(TASK DETAILS):
Reproduce the lines below, replacing every occurrence of "target" with "object" and changing nothing else. Leave the pictures out of your answer.

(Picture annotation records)

-- BEGIN --

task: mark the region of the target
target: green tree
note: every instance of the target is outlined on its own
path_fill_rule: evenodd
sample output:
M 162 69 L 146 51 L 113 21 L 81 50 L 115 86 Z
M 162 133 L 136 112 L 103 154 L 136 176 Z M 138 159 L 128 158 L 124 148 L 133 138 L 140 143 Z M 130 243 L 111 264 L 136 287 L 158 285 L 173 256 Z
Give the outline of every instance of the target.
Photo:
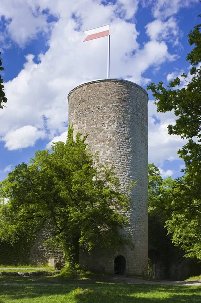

-- END --

(COMPLETED EXERCISE):
task: mark the region of the object
object: green tree
note: every instance of the object is outlined on its own
path_fill_rule: evenodd
sample output:
M 162 69 L 146 51 L 113 21 L 81 50 L 115 86 Z
M 162 133 L 136 112 L 103 154 L 136 176 Z M 138 159 L 128 158 L 124 148 L 133 138 L 140 143 Z M 130 243 L 111 264 L 136 287 L 158 285 L 173 256 Z
Give the outline of every instance of the object.
Photo:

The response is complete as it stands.